== Directions ==
Update the data below by changing "signboard" to "shop sign" everywhere, keeping everything else the same. Leave the pictures out of your answer.

== Given records ==
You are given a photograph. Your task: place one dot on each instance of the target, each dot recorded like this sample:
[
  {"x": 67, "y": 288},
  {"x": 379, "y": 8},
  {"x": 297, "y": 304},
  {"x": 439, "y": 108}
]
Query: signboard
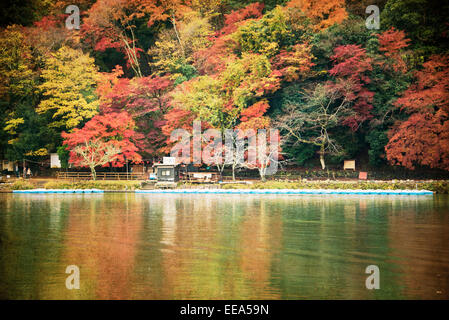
[
  {"x": 169, "y": 161},
  {"x": 349, "y": 164}
]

== Complete answer ==
You are given a photograph. Your task: place one dot on each instance of the target, each dot recorded like this sample:
[
  {"x": 67, "y": 288},
  {"x": 379, "y": 8},
  {"x": 297, "y": 304},
  {"x": 439, "y": 108}
]
Query: shop sign
[
  {"x": 169, "y": 161},
  {"x": 349, "y": 164}
]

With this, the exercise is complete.